» GIVEN TASK:
Give the data again, word for word.

» PROVIDED ENTRIES:

○ ○ ○ ○ ○

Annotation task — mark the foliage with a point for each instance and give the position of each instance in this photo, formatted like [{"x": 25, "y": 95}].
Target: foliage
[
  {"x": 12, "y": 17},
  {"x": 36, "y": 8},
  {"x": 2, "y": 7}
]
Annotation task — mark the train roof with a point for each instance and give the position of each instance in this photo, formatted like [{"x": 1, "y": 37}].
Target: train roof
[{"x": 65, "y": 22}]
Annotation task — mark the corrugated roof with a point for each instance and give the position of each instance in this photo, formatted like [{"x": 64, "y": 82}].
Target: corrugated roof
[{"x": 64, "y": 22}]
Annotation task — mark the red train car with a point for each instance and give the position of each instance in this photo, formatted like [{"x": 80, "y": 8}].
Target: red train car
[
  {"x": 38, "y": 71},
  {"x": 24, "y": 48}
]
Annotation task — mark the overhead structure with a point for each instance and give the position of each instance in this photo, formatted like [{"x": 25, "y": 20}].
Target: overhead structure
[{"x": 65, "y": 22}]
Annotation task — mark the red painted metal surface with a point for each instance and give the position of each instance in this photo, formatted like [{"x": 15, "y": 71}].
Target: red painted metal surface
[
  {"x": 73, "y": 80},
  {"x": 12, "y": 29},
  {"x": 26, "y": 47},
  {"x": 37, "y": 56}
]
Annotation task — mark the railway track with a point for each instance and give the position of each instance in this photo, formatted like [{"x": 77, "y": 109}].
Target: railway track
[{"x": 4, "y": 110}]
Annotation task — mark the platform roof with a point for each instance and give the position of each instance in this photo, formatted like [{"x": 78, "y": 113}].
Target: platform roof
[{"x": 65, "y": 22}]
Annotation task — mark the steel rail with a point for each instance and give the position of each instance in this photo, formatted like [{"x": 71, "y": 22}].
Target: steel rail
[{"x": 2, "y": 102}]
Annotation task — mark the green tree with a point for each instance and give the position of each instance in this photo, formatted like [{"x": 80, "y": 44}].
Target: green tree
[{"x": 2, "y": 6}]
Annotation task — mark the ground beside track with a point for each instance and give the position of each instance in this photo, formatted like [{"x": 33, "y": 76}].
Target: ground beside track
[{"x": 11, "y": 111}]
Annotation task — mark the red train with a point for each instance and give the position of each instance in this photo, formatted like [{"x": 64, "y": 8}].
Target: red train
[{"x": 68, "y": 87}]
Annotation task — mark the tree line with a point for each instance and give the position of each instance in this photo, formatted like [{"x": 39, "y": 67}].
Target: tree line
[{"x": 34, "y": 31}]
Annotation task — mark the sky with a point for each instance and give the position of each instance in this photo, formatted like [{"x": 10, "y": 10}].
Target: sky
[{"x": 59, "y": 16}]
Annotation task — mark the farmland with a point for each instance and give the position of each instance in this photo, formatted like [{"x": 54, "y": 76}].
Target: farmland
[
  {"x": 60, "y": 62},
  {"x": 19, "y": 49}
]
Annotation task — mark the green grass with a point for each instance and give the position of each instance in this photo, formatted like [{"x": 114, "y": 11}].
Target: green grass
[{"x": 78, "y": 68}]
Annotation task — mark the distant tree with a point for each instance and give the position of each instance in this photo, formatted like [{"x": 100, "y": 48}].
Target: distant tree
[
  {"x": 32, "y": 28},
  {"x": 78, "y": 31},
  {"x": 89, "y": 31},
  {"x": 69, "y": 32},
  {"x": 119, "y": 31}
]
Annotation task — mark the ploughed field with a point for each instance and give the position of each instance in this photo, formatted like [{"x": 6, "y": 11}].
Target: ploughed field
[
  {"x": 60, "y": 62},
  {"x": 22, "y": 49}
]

○ ○ ○ ○ ○

» EXERCISE RESPONSE:
Annotation task — mark the foliage with a point for each instance and give the position of each instance in this photo, formatted like [{"x": 25, "y": 95}].
Target: foliage
[
  {"x": 12, "y": 17},
  {"x": 36, "y": 8},
  {"x": 2, "y": 7}
]
Annotation task — mark the train roof with a point for each instance and give the position of each instance in this photo, formatted like [{"x": 1, "y": 37}].
Target: train roof
[{"x": 65, "y": 22}]
Annotation task — mark the corrugated roof with a point for each instance and give the position of each instance in this photo, formatted like [{"x": 64, "y": 82}].
Target: corrugated roof
[{"x": 64, "y": 22}]
Annotation task — mark the red train car with a point for each instance and give the position of each instance in this photo, formatted like [{"x": 80, "y": 8}].
Target: red train car
[
  {"x": 38, "y": 71},
  {"x": 24, "y": 48}
]
Annotation task — mark the overhead structure with a point for each instance and give the position of each instance in this photo, formatted like [{"x": 25, "y": 20}].
Target: overhead structure
[{"x": 65, "y": 22}]
Annotation task — mark the red painted metal surface with a point for each instance and give the position of each instance in this photo, formatted like [{"x": 15, "y": 71}].
Target: red painted metal surface
[
  {"x": 73, "y": 80},
  {"x": 12, "y": 29},
  {"x": 26, "y": 47},
  {"x": 37, "y": 56}
]
Annotation task — mark the railway track with a point for each instance and give the position of each instance in this photo, formatted like [{"x": 77, "y": 109}].
Target: railway track
[{"x": 4, "y": 110}]
Annotation task — mark the platform roof with a point for each instance and give the position of each instance in this photo, formatted like [{"x": 78, "y": 113}].
Target: platform roof
[{"x": 65, "y": 22}]
Annotation task — mark the steel rail with a point for each instance and give the position of each instance in this photo, formatted like [{"x": 71, "y": 22}].
Target: steel rail
[{"x": 2, "y": 102}]
Annotation task — mark the green tree with a point for each instance and give the position of each instance in this photo, formatted like [{"x": 80, "y": 44}].
Target: green tree
[{"x": 2, "y": 6}]
Annotation task — mark the ground beside track with a point for each instance and give the position of each instance in this photo, formatted like [{"x": 33, "y": 76}].
Target: ground beside track
[{"x": 11, "y": 111}]
Annotation task — mark the red train with a point for each instance and give the position of each instance in this photo, formatted like [{"x": 64, "y": 8}].
Target: red train
[{"x": 68, "y": 87}]
Annotation task — mark the tree line with a point for each instance and give the position of each instance in this photo, formatted like [{"x": 39, "y": 67}].
Target: tree line
[{"x": 34, "y": 31}]
Annotation task — mark the sky with a point for each instance and give the position of each instance in this photo, formatted like [{"x": 10, "y": 10}].
Target: sky
[{"x": 59, "y": 16}]
Annotation task — mark the farmland with a point for each instance and give the position of each instance in this photo, formatted like [{"x": 54, "y": 76}].
Target: farmland
[
  {"x": 60, "y": 62},
  {"x": 19, "y": 49}
]
Annotation task — mark the green grass with a point for each instance and give the position of each instance in this photo, formatted like [{"x": 114, "y": 11}].
Target: green grass
[{"x": 78, "y": 68}]
Annotation task — mark the distant tree with a point for each instance and give the position of each instance in this photo, formatted like [{"x": 100, "y": 48}].
Target: distant tree
[
  {"x": 32, "y": 28},
  {"x": 78, "y": 31},
  {"x": 89, "y": 31},
  {"x": 69, "y": 32},
  {"x": 119, "y": 31}
]
Annotation task — mark the ploughed field with a point for each instance and give the position of each instance in this photo, formatted like [{"x": 6, "y": 11}].
Target: ploughed field
[
  {"x": 60, "y": 62},
  {"x": 22, "y": 49}
]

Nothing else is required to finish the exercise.